---------- MATERIAL PROVIDED ----------
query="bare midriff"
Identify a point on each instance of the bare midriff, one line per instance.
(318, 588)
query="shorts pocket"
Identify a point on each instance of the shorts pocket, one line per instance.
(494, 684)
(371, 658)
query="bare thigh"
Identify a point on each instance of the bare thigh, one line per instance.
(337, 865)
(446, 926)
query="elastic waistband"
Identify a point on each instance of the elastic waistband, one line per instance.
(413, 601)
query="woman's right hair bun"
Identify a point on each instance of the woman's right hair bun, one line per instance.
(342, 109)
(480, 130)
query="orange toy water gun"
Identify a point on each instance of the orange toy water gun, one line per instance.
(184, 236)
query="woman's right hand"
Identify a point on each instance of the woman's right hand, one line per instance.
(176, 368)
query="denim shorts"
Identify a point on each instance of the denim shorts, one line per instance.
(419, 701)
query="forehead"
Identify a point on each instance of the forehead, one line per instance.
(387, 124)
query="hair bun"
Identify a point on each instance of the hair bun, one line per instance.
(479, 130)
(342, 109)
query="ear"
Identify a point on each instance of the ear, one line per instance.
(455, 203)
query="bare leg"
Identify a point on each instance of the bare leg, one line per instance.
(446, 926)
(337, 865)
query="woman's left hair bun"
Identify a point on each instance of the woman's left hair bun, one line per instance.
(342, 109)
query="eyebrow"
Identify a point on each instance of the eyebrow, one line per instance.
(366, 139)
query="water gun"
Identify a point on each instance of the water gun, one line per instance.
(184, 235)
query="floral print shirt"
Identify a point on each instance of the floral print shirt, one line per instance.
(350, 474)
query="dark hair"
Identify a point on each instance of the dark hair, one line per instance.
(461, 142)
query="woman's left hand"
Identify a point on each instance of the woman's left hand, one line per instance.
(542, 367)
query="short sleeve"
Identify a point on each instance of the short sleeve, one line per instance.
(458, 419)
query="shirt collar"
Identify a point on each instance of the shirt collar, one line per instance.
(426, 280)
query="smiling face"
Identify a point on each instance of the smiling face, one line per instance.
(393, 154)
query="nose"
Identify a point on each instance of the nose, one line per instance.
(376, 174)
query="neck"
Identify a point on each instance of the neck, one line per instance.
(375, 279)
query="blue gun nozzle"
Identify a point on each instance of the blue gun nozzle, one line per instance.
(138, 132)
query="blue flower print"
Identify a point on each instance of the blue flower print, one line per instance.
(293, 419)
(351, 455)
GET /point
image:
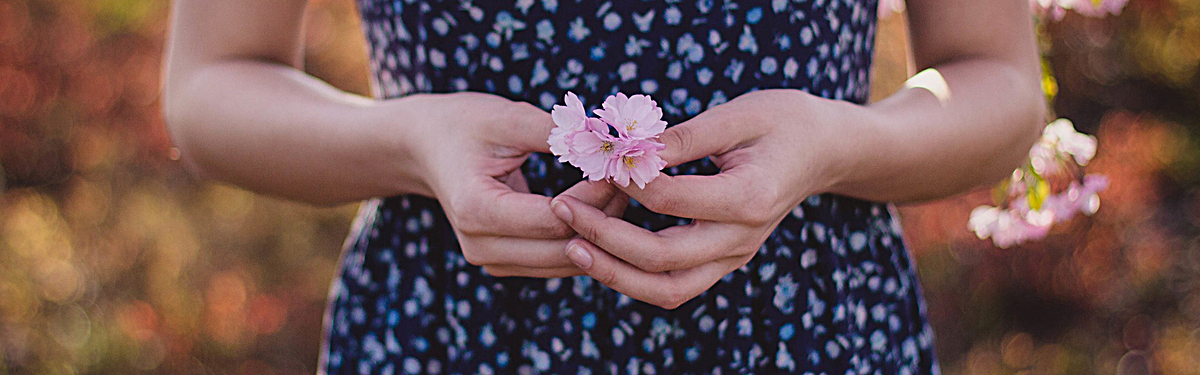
----------
● PROBLEM STATEMENT
Repeat the material above in full and exactly, apart from the pictures.

● RESPONSE
query="bare midriff"
Identify a point on each instance of the bare midriff, one line per instance.
(318, 588)
query="shorts pocket"
Identify a point on each instance of the shorts pocket, one line per instance.
(494, 684)
(371, 658)
query="bare thigh"
Identify a point on each instance of the bare thigh, one line per instance.
(337, 865)
(446, 926)
query="elastic waistband"
Identify a point on each instance of the elastic waistband, one line per instance.
(413, 601)
query="woman's right hair bun"
Identify a point on each instance of the woman's right hair bun, one line per instance.
(342, 109)
(480, 130)
query="orange toy water gun"
Identify a point on each instance of the orange toy water gun, one line per instance.
(184, 236)
query="woman's right hand"
Identify a point on each instance of the woman's right hand, one line per instance.
(176, 368)
query="denim shorts"
Identify a point on each instance of the denim shorts, one line per instance.
(419, 701)
query="forehead"
Identify a point on each instance of the forehead, one line per instance.
(387, 124)
query="hair bun"
Identify a point on each instance of the hair bun, one line per instance.
(479, 130)
(342, 109)
query="ear"
Identify a point on each instance of the ear, one line per instance.
(455, 203)
query="bare leg"
Identify a point on each instance of the bare leg, one line per instance.
(446, 926)
(337, 865)
query="woman's left hair bun"
Identify a point on each instance of the woman's left hair bun, one line per instance.
(342, 109)
query="eyebrow"
Identify a point on each instance of the eyebrow, one line per instance.
(366, 139)
query="water gun"
Identify a point on each instance of the water gun, one line per instance.
(184, 235)
query="floral print shirt"
Identify a point on each instance of the floral print shirt, one line per instance.
(350, 474)
query="dark hair"
Identify a point on each instance of the dark hair, one line per instance.
(461, 142)
query="woman's left hand"
Identify a point on each instance of the woman's left hand, one line per instance.
(542, 367)
query="short sleeve"
Identify a point on each instance of the short sleeve, one line per instance.
(458, 419)
query="shirt collar"
Identify a point on each instance of the shirt collar, one line per instance.
(426, 280)
query="smiling face"
Identify a point on each instance of the smiling face, one line per instance.
(393, 154)
query="nose"
Identify a point on each instance of the nose, one line per instance.
(376, 174)
query="neck"
Identify a point on each instance of the neck, one line per instance.
(375, 279)
query="blue gun nozzle"
Identify a point on each instance of the blue gun nozzle, one line per instance.
(138, 132)
query="blue flower print"
Identify a point on each instance of the blue flower print, one line per instance.
(293, 419)
(351, 455)
GET /point
image:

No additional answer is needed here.